§ PROVIDED MATERIAL:
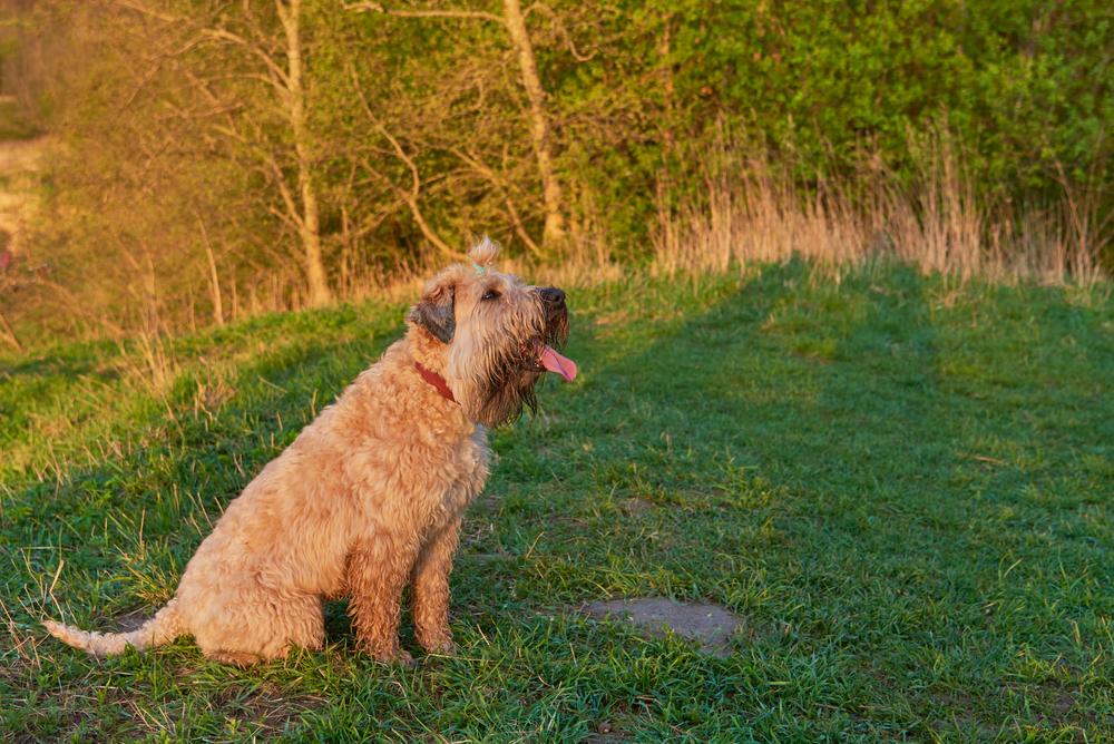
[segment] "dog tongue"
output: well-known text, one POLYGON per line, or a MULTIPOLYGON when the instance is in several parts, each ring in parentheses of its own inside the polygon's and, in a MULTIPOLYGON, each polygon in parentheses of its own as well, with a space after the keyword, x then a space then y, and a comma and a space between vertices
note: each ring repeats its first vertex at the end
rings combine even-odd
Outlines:
POLYGON ((561 356, 551 346, 541 346, 538 361, 541 362, 541 366, 565 378, 566 382, 576 380, 576 362, 568 356, 561 356))

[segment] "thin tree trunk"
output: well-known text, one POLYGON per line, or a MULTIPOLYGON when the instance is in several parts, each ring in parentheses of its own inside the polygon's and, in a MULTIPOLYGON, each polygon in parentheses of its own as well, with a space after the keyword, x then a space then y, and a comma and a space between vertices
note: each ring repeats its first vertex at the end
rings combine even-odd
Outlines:
POLYGON ((4 317, 3 313, 0 313, 0 327, 3 327, 4 340, 16 347, 16 351, 23 351, 23 344, 19 342, 19 336, 16 335, 16 329, 11 327, 11 323, 4 317))
MULTIPOLYGON (((208 231, 205 229, 205 222, 197 217, 197 226, 202 231, 202 239, 205 242, 205 257, 209 267, 209 296, 213 300, 213 322, 218 326, 224 325, 224 302, 221 298, 221 275, 216 270, 216 256, 213 254, 213 245, 208 239, 208 231)), ((192 311, 190 311, 192 314, 192 311)))
POLYGON ((286 35, 286 106, 294 153, 297 159, 297 187, 302 197, 302 219, 299 233, 305 251, 305 278, 309 301, 313 306, 332 300, 325 265, 321 257, 321 213, 313 188, 309 128, 305 123, 305 86, 302 79, 302 0, 275 0, 275 8, 286 35))
POLYGON ((538 77, 538 66, 534 57, 534 46, 526 31, 526 19, 522 18, 522 6, 519 0, 504 0, 504 23, 510 35, 510 41, 518 53, 518 63, 522 71, 522 87, 530 104, 530 138, 534 143, 534 154, 538 160, 538 175, 541 178, 541 198, 546 211, 546 223, 541 241, 546 245, 555 245, 565 238, 565 216, 561 212, 561 189, 554 169, 551 149, 553 135, 549 118, 546 115, 546 92, 538 77))

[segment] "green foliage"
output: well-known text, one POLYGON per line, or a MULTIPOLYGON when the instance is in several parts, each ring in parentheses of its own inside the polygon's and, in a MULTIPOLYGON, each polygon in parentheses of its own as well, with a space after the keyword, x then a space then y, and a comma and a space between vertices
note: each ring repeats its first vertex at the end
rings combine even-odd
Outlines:
MULTIPOLYGON (((544 278, 541 276, 537 277, 544 278)), ((574 385, 499 430, 452 576, 459 652, 237 670, 182 640, 91 659, 228 500, 398 334, 401 305, 138 350, 0 358, 0 727, 31 740, 1106 741, 1114 303, 791 263, 570 294, 574 385), (62 562, 65 561, 65 562, 62 562), (60 567, 60 569, 59 569, 60 567), (57 574, 57 581, 55 576, 57 574), (577 608, 720 603, 726 658, 577 608), (57 604, 56 604, 57 603, 57 604)), ((407 637, 412 647, 412 638, 407 637)))
MULTIPOLYGON (((121 327, 208 322, 215 295, 226 317, 297 306, 307 194, 341 294, 482 234, 534 258, 641 263, 654 225, 703 198, 724 133, 801 193, 853 196, 880 172, 925 188, 935 164, 917 143, 946 131, 985 212, 1003 215, 988 235, 1024 232, 1028 211, 1058 215, 1061 233, 1085 225, 1093 247, 1111 242, 1114 214, 1107 6, 531 4, 569 224, 546 246, 536 121, 500 3, 383 6, 487 13, 414 18, 303 0, 293 95, 272 3, 29 2, 3 63, 53 65, 35 79, 63 147, 25 265, 70 293, 68 315, 95 309, 121 327)), ((20 295, 17 321, 72 330, 56 322, 58 297, 20 295)))

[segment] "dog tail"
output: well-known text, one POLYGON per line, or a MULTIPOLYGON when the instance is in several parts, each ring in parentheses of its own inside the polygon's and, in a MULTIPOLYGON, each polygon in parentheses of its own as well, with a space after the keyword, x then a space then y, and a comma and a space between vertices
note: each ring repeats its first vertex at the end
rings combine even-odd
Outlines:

§ WORK TO COMPLETE: Copy the rows from their start through the line containing "POLYGON ((561 356, 551", including that line, and shift each outline by adding 94 to every coordinate. Leave the pictures out of your answer.

§ RESPONSE TO THE EXERCISE:
[segment] "dog tongue"
output: well-known text, one POLYGON per line, or a MULTIPOLYGON when the instance is in several parts, each ring in parentheses of its own inside the polygon's and, in a MULTIPOLYGON, each polygon in parentheses of its own as well, with a space after the keyword, x then a space then y, and a comma and a space between vertices
note: each ring repeats its first vertex at the end
rings combine even-odd
Outlines:
POLYGON ((655 450, 645 440, 635 440, 632 455, 635 456, 635 460, 659 472, 660 476, 670 474, 670 456, 662 450, 655 450))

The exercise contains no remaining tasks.